▶ **Tarefas**
• A. Liste todas as passagens que o trecho sobre educação sexual transcreve entre aspas duplas como palavras de José Firmo.
• B. De acordo com o trecho sobre educação sexual, em que periódico José Firmo escreve?
• C. Prossiga o trecho sobre educação sexual a partir da última frase apresentada.

De forma entusiástica, José Firmo escreve na Folha da Serra sobre a abertura de espaço ao tema da educação sexual, com a inclusão de novos sentidos e novas sensibilidades propostos pelo CBES. Firmo expõe que “[...] ha apenas alguns mezesatraz [...] o ambiente, si não era absolutamente hostil, era, pelo menos, indiferente á idéa”. Antes do CBES “[...] ninguém tinha a coragem de pronunciar com o mesmo timbre de voz, com que entabolava as suas palestras habituais, nada que se referisse ao sexo”. Entretanto, o início dos anos 1930 passava por vários ‘avanços’ nesse quesito: “Vencemos todas as etapas iniciais, destruindo as sentenças pessimistas dos que previam o nosso fracasso, agarrados às superstições” (Firmo,1933, p. 7).

Trechos de um conjunto de dados:
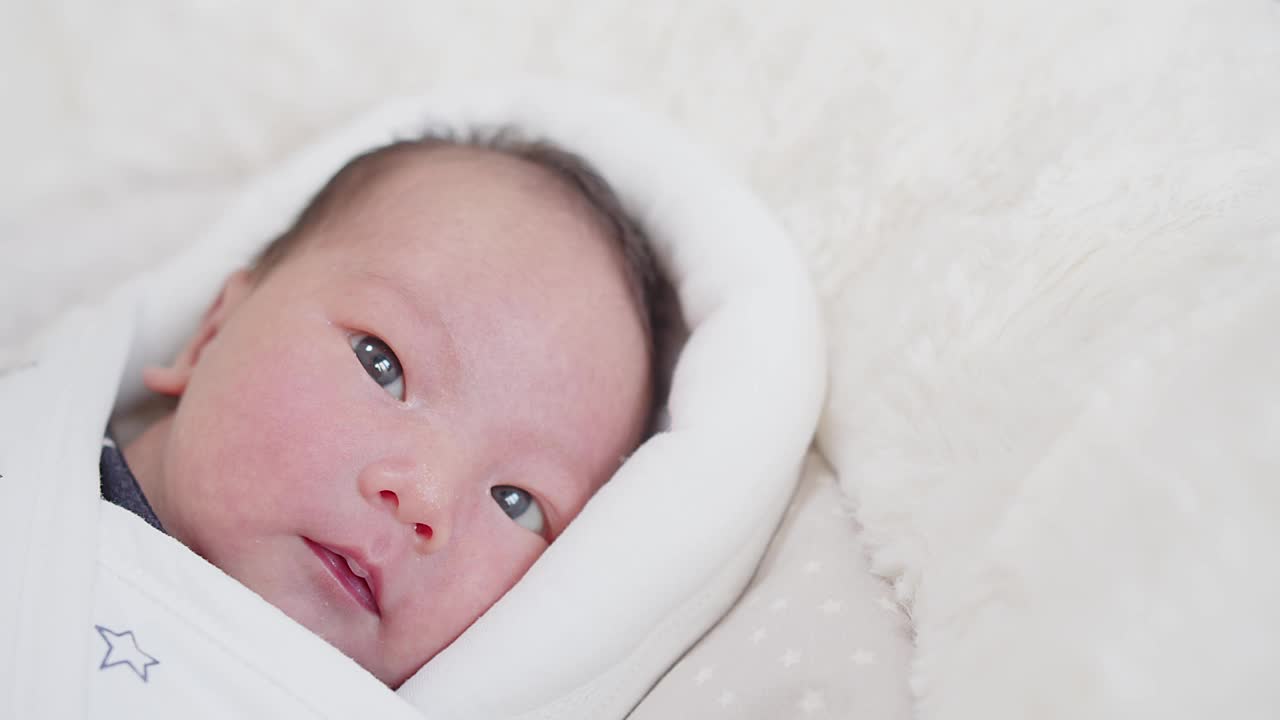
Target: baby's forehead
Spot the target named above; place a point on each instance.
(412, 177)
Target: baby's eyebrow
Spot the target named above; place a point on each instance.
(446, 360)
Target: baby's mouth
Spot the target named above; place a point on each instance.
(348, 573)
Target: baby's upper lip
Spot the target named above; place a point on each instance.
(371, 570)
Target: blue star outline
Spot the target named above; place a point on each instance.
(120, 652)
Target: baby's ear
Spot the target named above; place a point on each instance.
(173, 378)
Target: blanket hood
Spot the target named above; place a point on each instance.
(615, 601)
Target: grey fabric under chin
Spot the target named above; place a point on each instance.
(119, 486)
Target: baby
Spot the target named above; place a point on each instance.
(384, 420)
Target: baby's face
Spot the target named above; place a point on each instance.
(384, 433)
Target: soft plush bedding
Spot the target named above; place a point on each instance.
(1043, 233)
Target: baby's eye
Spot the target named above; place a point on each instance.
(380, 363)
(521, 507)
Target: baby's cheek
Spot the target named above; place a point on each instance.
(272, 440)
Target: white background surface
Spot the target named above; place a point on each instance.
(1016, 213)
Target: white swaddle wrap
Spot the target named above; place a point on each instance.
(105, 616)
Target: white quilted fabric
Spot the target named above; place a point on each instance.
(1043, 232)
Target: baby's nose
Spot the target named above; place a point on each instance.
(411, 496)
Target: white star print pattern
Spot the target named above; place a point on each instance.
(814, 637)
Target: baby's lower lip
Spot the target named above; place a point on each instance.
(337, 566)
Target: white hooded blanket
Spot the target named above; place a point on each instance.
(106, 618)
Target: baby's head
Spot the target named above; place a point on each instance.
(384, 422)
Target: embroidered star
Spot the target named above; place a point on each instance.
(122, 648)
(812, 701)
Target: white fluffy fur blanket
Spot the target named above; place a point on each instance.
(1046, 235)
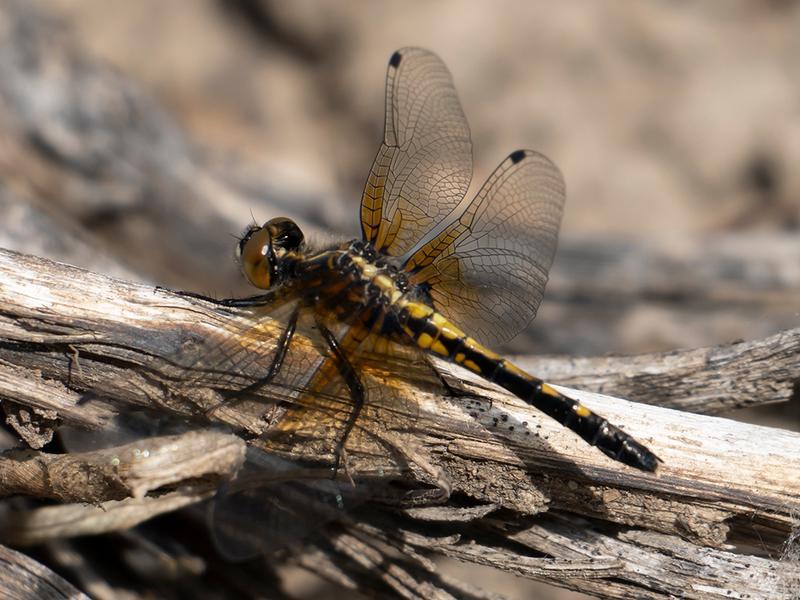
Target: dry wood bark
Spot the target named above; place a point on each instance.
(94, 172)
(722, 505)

▶ **Respostas por tarefa**
• A.
1. “[...] ha apenas alguns mezesatraz [...] o ambiente, si não era absolutamente hostil, era, pelo menos, indiferente á idéa”
2. “[...] ninguém tinha a coragem de pronunciar com o mesmo timbre de voz, com que entabolava as suas palestras habituais, nada que se referisse ao sexo”
3. “Vencemos todas as etapas iniciais, destruindo as sentenças pessimistas dos que previam o nosso fracasso, agarrados às superstições”

• B. Na Folha da Serra.

• C.
Contudo, apesar dos discursos de satisfação pela abertura social em relação à temática, após algumas publicações sobre educação sexual na Folha da Serra, o jornalista e polemista cuiabano, José Nonato, faz uma crítica enfática à revista, indagando porque seu editor, Aguinaldo Trouy, permitiu que o tema da sexualidade - “[...] praga transplantada da Europa e da América do Norte, dessas sociedades em franca dissolução [...]” - tivesse espaço em seu periódico, com excertos “[...]que ferem a sensibilidade das nossas patrícias, e que tem por fim materialisal-as, animalisal-as, embrutecel-as”:
Deixemos a sós o Dr. José de Albuquerque e os seus companheiros empenhados nessa obra má de corrupção da moral social brasileira, investindo, assim, de lança em riste contra o pudor, couraça natural com que a Providencia preserva a mulher da prostituição. Não; não auxiliemos esses inovadores, operários da corrupção da moralidade, base da família, alicerce da Patria (Nonato,1934, p. 8).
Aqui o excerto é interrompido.